== The task ==
In the dataset rows below, starting with the line with "Practice. Place a marker on each instance of the woman's long" and going on through the line with "x=303 y=333", substitute "Exercise" for every "Practice" and give only those lines again, with everything else unchanged.
━━━ Supplied records
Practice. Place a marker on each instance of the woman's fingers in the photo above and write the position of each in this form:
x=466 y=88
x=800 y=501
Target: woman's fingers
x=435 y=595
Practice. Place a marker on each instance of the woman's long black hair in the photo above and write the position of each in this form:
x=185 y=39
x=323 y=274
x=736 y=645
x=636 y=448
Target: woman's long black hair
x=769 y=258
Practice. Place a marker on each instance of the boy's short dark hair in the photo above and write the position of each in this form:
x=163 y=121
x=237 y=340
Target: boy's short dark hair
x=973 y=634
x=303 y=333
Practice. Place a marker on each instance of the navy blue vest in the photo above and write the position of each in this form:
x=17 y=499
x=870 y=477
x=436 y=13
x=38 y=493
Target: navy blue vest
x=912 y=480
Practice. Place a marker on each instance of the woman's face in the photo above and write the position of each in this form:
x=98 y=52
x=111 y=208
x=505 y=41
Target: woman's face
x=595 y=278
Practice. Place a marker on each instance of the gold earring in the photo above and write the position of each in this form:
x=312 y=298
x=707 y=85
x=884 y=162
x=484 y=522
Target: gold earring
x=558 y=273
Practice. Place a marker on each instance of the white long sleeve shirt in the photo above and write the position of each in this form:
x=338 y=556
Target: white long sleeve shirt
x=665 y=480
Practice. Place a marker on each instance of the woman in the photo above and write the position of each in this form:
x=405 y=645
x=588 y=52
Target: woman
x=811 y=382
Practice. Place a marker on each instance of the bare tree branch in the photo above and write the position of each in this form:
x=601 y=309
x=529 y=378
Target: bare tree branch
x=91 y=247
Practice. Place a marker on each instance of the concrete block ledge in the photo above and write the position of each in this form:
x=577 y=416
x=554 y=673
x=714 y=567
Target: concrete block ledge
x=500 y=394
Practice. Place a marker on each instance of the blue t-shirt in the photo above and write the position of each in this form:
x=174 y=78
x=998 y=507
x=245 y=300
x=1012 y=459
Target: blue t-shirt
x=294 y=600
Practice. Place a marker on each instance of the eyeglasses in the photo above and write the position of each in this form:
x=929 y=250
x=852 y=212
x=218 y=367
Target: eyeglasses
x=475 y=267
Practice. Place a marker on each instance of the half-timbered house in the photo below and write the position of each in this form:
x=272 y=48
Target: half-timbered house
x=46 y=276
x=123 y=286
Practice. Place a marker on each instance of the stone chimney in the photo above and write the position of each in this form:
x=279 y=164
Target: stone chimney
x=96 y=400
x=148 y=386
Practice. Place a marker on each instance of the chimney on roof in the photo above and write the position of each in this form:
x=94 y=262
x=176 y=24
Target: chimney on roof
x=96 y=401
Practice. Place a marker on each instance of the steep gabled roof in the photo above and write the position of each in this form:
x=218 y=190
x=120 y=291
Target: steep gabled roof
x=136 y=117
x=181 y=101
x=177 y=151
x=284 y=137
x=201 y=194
━━━━━━
== Answer to this exercise ==
Exercise. Place a marker on each instance of the woman's long black hair in the photo above and write the position of each in this form:
x=185 y=39
x=323 y=274
x=736 y=645
x=636 y=448
Target: woman's long black hair
x=769 y=258
Exercise. Place a marker on each instance of the boy's short dark hair in the photo above and write the position of each in this form:
x=163 y=121
x=237 y=340
Target: boy's short dark hair
x=973 y=634
x=303 y=333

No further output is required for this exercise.